:: Records for this exercise
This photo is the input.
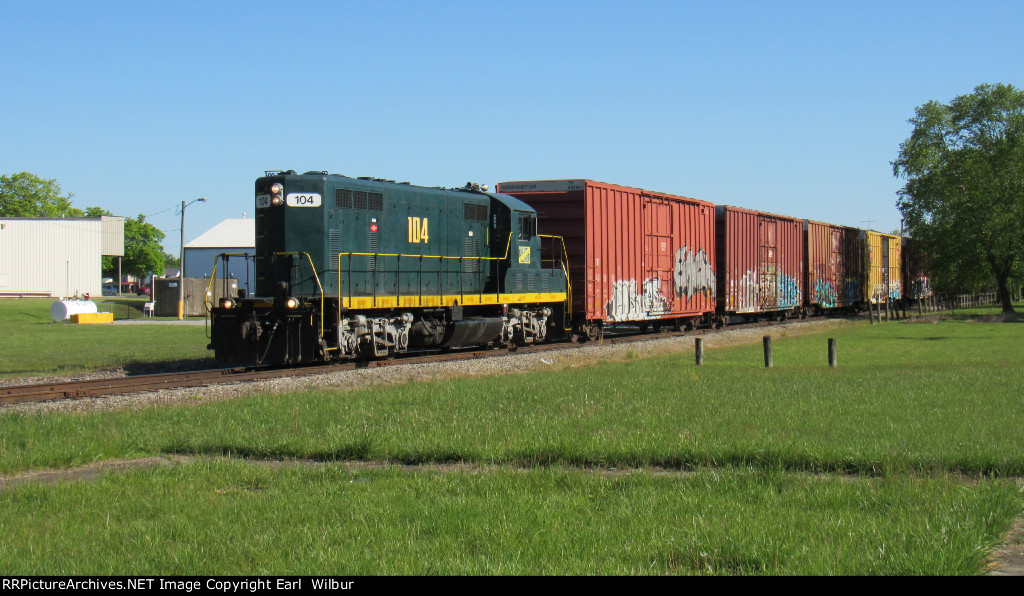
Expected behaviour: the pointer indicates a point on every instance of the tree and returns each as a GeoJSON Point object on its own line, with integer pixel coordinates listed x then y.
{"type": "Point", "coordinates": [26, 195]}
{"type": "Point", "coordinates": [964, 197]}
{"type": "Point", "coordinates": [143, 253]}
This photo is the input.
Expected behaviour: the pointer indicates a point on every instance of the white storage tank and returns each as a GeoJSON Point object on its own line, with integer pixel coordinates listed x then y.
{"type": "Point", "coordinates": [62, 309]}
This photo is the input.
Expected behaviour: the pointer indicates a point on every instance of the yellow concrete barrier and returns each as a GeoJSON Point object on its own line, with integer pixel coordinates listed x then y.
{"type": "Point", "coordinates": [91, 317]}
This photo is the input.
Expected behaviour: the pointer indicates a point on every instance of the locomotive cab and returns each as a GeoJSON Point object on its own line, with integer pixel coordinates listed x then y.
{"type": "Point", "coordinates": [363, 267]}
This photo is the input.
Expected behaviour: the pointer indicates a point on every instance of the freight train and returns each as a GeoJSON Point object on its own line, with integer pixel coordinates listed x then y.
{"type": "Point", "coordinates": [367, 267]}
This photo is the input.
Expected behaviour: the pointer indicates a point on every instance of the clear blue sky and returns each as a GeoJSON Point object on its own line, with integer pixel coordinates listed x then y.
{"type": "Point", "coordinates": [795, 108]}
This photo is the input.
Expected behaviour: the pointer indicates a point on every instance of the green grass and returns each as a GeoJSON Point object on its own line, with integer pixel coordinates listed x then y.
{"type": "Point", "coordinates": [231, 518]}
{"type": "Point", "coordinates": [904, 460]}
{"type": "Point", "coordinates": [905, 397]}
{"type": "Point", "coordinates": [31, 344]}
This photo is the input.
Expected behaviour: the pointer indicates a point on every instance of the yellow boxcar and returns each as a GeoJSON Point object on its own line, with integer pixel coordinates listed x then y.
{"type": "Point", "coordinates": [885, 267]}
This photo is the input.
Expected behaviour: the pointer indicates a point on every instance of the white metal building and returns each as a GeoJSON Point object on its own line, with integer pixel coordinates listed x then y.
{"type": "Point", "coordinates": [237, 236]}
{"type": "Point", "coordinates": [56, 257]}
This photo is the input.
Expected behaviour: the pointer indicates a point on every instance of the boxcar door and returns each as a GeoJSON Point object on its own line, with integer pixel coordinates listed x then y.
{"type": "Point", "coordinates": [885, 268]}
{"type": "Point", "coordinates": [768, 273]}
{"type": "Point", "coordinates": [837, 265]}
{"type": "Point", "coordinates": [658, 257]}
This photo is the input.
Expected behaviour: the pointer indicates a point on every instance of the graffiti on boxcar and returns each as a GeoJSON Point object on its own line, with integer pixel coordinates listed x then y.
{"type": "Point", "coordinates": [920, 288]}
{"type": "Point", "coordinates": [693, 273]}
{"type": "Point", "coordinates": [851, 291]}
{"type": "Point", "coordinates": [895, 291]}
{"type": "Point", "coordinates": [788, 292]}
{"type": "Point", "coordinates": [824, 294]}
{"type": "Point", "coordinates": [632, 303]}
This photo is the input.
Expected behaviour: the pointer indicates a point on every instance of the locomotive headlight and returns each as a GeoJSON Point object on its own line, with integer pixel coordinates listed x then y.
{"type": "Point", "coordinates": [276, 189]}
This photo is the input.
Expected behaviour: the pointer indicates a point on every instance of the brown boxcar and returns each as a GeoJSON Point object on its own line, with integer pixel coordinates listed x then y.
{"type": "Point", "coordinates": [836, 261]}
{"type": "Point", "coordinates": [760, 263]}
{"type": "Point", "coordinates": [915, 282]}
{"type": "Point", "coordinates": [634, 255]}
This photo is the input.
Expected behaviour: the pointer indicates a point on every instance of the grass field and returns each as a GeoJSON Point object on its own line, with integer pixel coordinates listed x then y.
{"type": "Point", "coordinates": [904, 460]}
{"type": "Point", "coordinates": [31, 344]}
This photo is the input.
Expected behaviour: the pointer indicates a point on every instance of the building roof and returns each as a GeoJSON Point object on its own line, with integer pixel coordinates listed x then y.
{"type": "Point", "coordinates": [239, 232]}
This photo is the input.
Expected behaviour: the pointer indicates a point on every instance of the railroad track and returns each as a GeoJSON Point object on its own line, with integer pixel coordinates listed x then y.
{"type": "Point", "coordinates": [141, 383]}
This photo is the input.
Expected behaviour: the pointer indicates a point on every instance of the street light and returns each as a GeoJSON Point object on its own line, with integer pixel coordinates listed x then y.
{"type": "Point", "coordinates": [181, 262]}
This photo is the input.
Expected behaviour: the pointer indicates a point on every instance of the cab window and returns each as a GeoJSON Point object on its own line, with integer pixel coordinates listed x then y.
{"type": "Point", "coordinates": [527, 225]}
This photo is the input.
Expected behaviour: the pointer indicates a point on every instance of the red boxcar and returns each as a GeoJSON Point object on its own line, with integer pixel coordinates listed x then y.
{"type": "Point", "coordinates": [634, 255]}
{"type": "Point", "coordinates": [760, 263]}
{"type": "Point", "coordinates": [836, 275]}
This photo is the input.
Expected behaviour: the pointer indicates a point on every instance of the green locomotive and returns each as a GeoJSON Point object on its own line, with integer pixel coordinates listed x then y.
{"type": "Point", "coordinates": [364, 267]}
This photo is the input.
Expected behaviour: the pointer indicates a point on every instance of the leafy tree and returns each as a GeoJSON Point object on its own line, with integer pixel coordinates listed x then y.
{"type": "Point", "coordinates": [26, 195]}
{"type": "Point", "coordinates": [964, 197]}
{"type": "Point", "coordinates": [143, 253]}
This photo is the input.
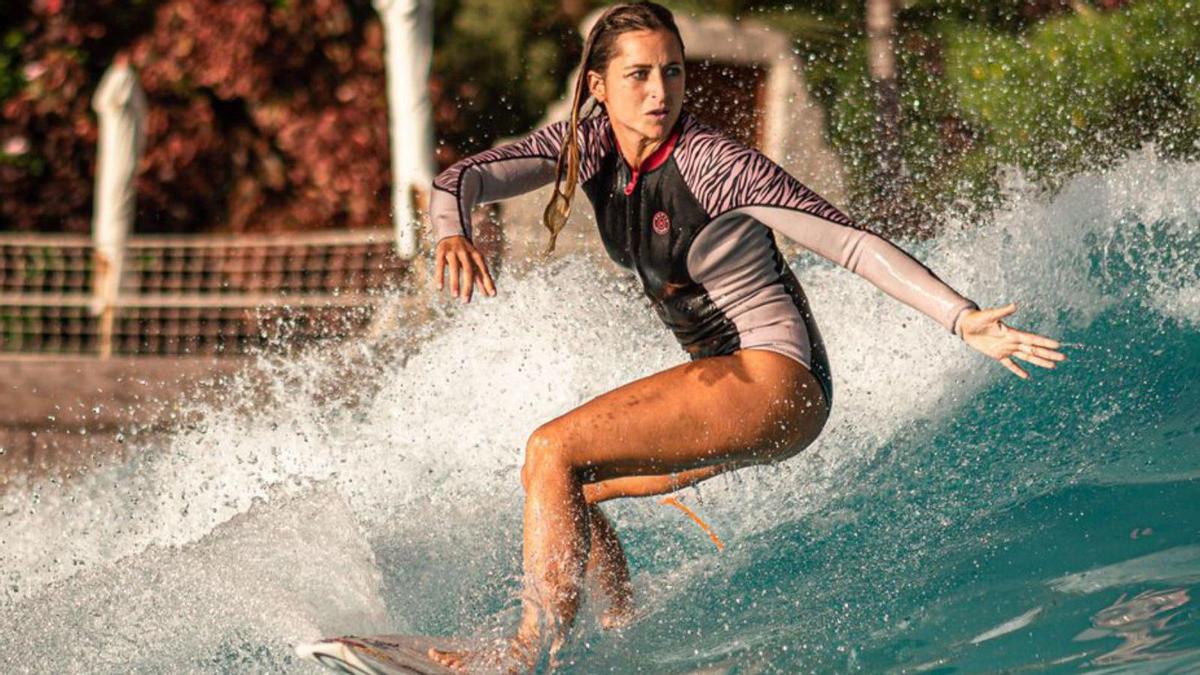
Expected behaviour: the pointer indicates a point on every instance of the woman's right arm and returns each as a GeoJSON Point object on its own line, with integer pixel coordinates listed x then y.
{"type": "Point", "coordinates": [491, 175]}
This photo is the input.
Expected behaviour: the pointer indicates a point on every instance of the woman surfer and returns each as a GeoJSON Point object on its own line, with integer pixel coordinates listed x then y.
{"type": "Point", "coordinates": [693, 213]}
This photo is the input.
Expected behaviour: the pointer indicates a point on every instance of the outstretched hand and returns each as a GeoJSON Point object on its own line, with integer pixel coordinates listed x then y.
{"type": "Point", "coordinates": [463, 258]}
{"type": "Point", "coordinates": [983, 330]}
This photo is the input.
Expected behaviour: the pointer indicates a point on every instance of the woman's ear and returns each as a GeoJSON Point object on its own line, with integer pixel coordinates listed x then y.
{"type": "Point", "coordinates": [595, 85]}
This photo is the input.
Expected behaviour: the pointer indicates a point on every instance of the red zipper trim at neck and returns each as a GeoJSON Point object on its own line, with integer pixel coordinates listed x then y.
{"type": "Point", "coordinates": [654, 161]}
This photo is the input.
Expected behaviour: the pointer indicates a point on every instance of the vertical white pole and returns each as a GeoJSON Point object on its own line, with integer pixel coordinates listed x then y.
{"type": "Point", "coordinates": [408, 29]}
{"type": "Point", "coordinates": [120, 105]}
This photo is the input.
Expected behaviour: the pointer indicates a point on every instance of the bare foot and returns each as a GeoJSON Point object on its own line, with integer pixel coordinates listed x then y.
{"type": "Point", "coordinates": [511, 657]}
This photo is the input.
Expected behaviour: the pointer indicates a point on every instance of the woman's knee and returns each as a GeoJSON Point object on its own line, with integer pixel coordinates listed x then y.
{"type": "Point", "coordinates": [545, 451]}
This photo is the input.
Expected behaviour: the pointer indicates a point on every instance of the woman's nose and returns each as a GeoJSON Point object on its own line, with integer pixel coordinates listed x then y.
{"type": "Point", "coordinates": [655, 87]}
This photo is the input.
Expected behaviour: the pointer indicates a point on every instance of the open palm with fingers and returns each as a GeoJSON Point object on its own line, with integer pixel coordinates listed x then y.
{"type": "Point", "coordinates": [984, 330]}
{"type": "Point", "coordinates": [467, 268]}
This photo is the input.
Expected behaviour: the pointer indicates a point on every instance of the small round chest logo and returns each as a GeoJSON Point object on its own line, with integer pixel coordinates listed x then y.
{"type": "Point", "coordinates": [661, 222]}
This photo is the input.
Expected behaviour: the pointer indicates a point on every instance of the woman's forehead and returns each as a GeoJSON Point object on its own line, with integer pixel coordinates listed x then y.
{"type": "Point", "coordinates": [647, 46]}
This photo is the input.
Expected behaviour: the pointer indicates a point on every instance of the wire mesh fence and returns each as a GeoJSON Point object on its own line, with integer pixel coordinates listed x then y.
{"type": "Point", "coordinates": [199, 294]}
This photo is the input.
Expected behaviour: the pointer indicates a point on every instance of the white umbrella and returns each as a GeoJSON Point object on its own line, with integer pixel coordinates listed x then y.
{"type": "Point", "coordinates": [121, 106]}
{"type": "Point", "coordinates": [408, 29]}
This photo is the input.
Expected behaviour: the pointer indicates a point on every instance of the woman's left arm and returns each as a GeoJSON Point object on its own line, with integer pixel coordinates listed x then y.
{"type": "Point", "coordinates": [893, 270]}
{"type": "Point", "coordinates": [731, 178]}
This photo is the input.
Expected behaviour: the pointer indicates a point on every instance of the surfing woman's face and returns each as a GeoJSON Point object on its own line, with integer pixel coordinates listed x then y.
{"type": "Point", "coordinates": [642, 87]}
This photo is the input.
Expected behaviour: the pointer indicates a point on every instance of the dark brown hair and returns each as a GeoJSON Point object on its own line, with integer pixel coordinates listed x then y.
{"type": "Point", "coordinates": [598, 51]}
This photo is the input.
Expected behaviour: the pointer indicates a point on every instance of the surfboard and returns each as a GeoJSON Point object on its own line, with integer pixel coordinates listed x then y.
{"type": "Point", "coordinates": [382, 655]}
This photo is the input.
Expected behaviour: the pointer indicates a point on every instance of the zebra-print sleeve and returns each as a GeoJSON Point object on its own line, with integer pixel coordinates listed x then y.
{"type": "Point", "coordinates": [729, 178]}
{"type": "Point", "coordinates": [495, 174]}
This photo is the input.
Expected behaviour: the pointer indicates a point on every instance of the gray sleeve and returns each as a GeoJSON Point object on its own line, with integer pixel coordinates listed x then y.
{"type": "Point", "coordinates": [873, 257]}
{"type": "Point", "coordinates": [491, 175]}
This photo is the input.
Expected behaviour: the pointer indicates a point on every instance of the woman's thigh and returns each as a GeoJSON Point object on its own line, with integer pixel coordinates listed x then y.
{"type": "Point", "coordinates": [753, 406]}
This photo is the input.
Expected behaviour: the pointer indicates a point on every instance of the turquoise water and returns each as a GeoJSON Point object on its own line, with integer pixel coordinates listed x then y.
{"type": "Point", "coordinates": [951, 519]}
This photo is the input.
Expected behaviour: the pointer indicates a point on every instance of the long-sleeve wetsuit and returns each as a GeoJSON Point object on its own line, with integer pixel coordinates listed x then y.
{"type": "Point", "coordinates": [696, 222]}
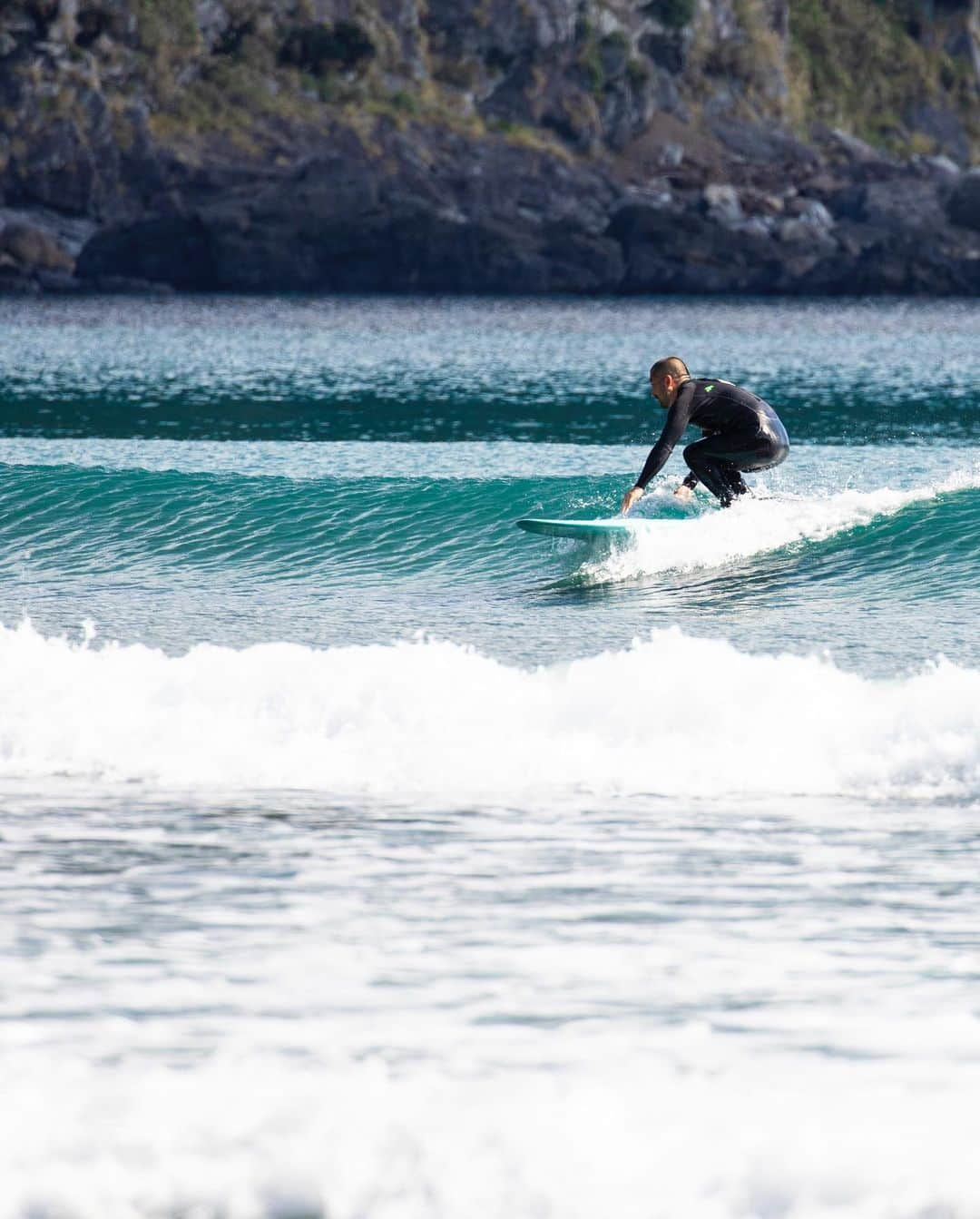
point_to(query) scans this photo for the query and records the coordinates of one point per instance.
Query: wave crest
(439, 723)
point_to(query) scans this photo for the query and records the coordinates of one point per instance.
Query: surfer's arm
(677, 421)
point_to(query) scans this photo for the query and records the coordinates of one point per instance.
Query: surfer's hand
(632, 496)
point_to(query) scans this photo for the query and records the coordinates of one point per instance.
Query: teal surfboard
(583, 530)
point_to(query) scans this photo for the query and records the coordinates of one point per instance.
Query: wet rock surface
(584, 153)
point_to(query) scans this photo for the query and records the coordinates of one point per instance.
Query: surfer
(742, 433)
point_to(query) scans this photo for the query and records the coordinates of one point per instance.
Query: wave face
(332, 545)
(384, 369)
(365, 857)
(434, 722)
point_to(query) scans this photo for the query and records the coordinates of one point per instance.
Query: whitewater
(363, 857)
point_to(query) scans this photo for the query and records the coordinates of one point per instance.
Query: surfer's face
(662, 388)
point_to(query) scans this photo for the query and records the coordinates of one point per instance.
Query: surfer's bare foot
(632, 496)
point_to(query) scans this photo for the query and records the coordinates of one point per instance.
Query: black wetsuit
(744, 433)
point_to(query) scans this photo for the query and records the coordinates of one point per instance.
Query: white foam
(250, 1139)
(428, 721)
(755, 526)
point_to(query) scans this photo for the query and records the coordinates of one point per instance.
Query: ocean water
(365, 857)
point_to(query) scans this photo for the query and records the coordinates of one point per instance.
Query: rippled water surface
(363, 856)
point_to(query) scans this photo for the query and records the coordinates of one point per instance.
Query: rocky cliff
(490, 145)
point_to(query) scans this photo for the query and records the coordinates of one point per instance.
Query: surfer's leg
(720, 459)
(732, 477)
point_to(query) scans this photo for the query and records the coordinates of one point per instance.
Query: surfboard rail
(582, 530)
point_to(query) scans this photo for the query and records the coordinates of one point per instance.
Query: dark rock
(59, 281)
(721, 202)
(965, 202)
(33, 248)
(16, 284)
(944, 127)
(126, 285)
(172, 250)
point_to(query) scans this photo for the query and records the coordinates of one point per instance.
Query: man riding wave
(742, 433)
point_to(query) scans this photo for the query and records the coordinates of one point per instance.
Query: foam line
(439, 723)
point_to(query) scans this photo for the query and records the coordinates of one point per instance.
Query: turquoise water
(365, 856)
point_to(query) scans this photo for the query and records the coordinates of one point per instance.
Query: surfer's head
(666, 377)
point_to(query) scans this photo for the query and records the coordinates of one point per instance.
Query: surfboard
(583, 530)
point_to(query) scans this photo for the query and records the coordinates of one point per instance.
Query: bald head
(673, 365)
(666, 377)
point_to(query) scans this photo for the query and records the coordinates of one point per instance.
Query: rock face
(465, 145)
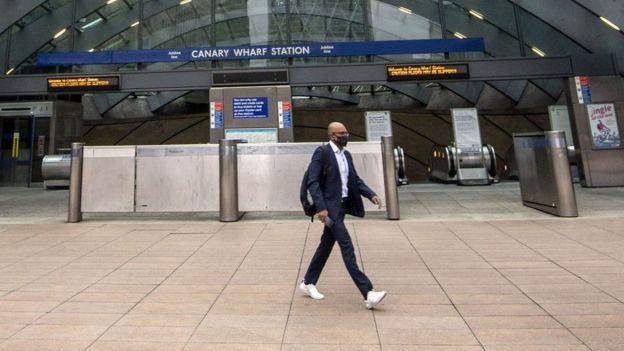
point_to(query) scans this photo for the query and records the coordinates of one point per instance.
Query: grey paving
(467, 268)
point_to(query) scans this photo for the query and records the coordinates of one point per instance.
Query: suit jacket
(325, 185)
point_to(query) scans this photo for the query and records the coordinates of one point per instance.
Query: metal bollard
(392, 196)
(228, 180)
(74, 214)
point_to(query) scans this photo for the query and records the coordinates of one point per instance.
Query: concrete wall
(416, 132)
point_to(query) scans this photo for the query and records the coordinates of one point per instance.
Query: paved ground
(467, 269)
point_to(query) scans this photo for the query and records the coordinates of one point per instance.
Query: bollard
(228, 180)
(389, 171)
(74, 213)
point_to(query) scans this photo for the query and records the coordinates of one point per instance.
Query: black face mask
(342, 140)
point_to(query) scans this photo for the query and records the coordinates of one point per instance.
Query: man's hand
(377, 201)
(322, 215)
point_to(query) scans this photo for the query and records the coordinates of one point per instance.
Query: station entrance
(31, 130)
::::
## Exercise goal
Set down exactly, with no additions, each line from the line that includes "Query: foam line" to the final line of the entries above; leave pictures out.

## Answer section
Query: foam line
(439, 723)
point_to(query) scans this photo for the query and records the coordinates of one point per instance.
Query: turquoise water
(365, 856)
point_to(query) scans this photo for the query and records the coordinates of one point per instance.
Query: surfer's head
(666, 377)
point_to(query) scans this photo for the query and records the coordinates of one point per instance.
Query: surfboard
(583, 530)
point_to(query) scans this photo for the query and records the coordinates of one point per instance.
Query: bald head
(673, 365)
(666, 377)
point_to(query) scans this photo for the query and records the coordinates of one point per instance.
Query: rock face
(465, 145)
point_to(query) scans this photo for the query and records the coordinates of one point per instance.
Query: grey paving
(467, 268)
point_to(query) scans this photo for the query and records the coordinates of one point per instance.
Query: suit jacket
(325, 185)
point_to(query) scans this photo for the query and records the coordinates of one point per instance.
Query: metal bollard
(392, 196)
(228, 180)
(74, 214)
point_to(query) scans this photo for the query and records the coordinates of one point per instance.
Query: concrete wall
(416, 132)
point_to(query) scans this photo for the query and records the coordinates of one point per instance.
Query: paved ground
(467, 269)
point_to(query) scans this photo for the query and records the coordinates of one point per instance.
Query: bollard
(228, 180)
(389, 171)
(74, 213)
point_to(query) scans this photo for the query and records the coordinates of one point per instance.
Query: black face mask
(342, 140)
point_to(query) scans this photo for the query and records the coordinates of one point per instance.
Query: man's hand
(377, 201)
(322, 215)
point_to(query) scans this photo for the query and records the coordinates of one point per instance.
Query: station entrance
(31, 130)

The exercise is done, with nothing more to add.